**抜粋:**
——————————

増加する「空き家」問題|「相続放棄」と管理義務

Pocket
LINEで送る

相続放棄したから空き家の管理なんてする必要はない。「放棄」という言葉の一般的な解釈に従えば、このように思ってしまうのは仕方がないことでしょう。しかし、この考え方は明らかに間違っています。そして、この誤解がのちに大きなトラブルを引き起こす原因になってしまう可能性があります。相続放棄したからと言って、空き家の管理義務を履行することなく放置してはいけません。それでは、なぜ相続放棄をしても空き家の管理義務が存続するのか。この点について詳しく見ていきたいと思います。

1.相続放棄とは?

まず初めに相続放棄について説明したいと思います。例えば、親であるAさんが亡くなり、子どもであるBさんが相続人となった場合、Bさんには三つの選択肢が生まれます。一つ目が単純承認です。これを選択すると原則通り相続の効果が発生します。「自己のために相続があったことを知ったときから3カ月」(民法915条)を過ぎた時点で、Bさんが何の法的手続きも取らなかった場合、原則として単純承認とみなされます。この場合、Aさんの財産に加え負債も相続されます。

——————————

**ラベル付き物体のポイント指定データ:**
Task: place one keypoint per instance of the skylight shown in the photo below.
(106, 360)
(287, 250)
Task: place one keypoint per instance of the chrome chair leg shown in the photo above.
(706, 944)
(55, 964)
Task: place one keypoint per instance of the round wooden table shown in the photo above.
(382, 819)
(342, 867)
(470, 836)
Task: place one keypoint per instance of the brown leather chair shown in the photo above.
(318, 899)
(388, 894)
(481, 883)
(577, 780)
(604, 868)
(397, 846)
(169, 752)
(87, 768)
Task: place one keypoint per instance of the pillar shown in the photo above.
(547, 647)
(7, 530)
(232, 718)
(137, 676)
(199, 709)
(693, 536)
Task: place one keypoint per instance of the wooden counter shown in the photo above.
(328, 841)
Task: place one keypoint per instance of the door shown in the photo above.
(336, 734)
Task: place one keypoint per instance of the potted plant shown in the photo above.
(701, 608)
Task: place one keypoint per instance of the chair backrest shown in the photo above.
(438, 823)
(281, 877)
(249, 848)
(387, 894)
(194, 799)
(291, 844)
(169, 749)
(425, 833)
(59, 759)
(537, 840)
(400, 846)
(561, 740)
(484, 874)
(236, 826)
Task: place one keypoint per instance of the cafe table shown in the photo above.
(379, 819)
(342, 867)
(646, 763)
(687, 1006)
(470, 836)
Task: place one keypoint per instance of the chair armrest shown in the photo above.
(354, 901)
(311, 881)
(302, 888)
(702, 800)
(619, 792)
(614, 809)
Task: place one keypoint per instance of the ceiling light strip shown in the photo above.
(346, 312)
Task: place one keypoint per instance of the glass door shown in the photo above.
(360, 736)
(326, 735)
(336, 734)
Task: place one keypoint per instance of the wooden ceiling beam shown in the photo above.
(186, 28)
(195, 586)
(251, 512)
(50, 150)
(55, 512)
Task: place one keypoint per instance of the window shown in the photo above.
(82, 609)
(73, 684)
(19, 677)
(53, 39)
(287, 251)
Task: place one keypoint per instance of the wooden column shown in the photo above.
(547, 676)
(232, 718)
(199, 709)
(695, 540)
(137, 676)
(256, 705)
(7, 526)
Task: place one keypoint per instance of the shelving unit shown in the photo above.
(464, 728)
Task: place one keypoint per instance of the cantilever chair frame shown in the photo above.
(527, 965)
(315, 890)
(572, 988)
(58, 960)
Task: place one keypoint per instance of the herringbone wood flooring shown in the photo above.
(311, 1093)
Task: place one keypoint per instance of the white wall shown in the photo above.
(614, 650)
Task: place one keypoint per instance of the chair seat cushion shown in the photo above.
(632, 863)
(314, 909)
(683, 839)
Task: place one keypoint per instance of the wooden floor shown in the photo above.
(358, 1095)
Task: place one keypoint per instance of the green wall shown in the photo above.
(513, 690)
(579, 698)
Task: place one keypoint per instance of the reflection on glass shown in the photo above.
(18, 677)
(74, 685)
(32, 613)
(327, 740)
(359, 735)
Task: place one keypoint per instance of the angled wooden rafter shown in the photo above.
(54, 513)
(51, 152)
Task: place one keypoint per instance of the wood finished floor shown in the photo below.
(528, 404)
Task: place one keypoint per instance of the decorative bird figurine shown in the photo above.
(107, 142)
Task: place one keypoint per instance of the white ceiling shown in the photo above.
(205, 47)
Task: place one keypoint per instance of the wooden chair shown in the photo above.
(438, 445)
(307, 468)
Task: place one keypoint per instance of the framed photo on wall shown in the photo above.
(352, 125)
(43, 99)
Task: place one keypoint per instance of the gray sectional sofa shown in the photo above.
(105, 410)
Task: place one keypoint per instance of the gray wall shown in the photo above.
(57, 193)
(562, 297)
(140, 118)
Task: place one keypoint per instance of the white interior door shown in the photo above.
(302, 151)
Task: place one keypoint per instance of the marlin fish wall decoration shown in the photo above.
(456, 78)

——————————

**やること:**
1. 相続放棄と空き家についての抜粋から、かぎかっこ「」で囲まれた語句をすべて抜き出してください。
2. 記録の「Task: place one keypoint per instance of the white wall」を含む行から記録の最後までについて、「keypoint」を「point」に入れ替えて書き直してください。ほかはそのまま残してください。

**結果:**
1.
- 空き家
- 相続放棄
- 放棄
- 自己のために相続があったことを知ったときから3カ月

2.
Task: place one point per instance of the white wall shown in the photo above.
(614, 650)
Task: place one point per instance of the chair seat cushion shown in the photo above.
(632, 863)
(314, 909)
(683, 839)
Task: place one point per instance of the wooden floor shown in the photo above.
(358, 1095)
Task: place one point per instance of the green wall shown in the photo above.
(513, 690)
(579, 698)
Task: place one point per instance of the reflection on glass shown in the photo above.
(18, 677)
(74, 685)
(32, 613)
(327, 740)
(359, 735)
Task: place one point per instance of the angled wooden rafter shown in the photo above.
(54, 513)
(51, 152)
Task: place one point per instance of the wood finished floor shown in the photo below.
(528, 404)
Task: place one point per instance of the decorative bird figurine shown in the photo above.
(107, 142)
Task: place one point per instance of the white ceiling shown in the photo above.
(205, 47)
Task: place one point per instance of the wooden chair shown in the photo above.
(438, 445)
(307, 468)
Task: place one point per instance of the framed photo on wall shown in the photo above.
(352, 125)
(43, 99)
Task: place one point per instance of the gray sectional sofa shown in the photo above.
(105, 410)
Task: place one point per instance of the gray wall shown in the photo above.
(57, 193)
(562, 297)
(140, 118)
Task: place one point per instance of the white interior door shown in the photo above.
(302, 151)
Task: place one point per instance of the marlin fish wall decoration shown in the photo above.
(456, 78)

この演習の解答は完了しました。